INPUT ROWS:
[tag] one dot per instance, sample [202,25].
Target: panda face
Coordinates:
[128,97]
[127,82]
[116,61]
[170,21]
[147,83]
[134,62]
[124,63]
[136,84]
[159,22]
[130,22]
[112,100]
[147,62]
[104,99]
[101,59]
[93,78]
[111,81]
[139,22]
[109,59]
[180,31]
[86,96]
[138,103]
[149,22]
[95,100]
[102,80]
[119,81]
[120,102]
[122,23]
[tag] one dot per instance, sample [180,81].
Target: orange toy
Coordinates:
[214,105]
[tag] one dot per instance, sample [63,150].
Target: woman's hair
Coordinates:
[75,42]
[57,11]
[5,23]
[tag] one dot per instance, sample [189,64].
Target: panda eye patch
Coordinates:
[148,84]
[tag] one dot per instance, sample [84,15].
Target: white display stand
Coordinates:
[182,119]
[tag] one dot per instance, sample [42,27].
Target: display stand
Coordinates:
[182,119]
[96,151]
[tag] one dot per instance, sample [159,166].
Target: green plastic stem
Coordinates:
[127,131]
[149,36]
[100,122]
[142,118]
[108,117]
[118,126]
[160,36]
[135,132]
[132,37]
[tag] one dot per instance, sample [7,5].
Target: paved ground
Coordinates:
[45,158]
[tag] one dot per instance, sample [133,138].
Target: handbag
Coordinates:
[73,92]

WHAT TO DO:
Rewrite all the records above with "display stand" changed to "display rack" and nothing else altered.

IN RESPONSE:
[tag] one dot per instance, sample [202,25].
Target: panda face
Coordinates:
[128,97]
[127,82]
[116,61]
[170,21]
[147,83]
[134,62]
[124,63]
[136,84]
[159,22]
[130,22]
[112,100]
[147,62]
[104,99]
[101,59]
[93,78]
[111,81]
[139,22]
[109,59]
[180,31]
[86,96]
[138,103]
[149,22]
[95,100]
[102,80]
[119,81]
[120,102]
[122,23]
[tag] one dot per instance, sample [180,81].
Target: orange toy
Coordinates:
[214,105]
[tag] one dot per instance, sample [63,150].
Target: woman's hair
Coordinates:
[75,42]
[57,11]
[5,23]
[tag] one dot per instance, sample [189,64].
Target: panda eye patch
Coordinates:
[148,84]
[tag] one dot per instance, sample [84,15].
Target: white display rack
Coordinates:
[182,119]
[tag] one dot per instance, sample [42,27].
Target: display rack
Coordinates:
[182,119]
[96,151]
[tag] one dot per instance, sample [159,166].
Target: green plastic stem
Coordinates:
[127,131]
[149,36]
[100,122]
[142,118]
[108,117]
[118,126]
[160,36]
[135,132]
[132,37]
[tag] one dot per instance, sample [7,5].
Target: paved ground
Coordinates:
[45,158]
[tag] one dot per instance, sample [133,138].
Target: handbag
Coordinates:
[73,92]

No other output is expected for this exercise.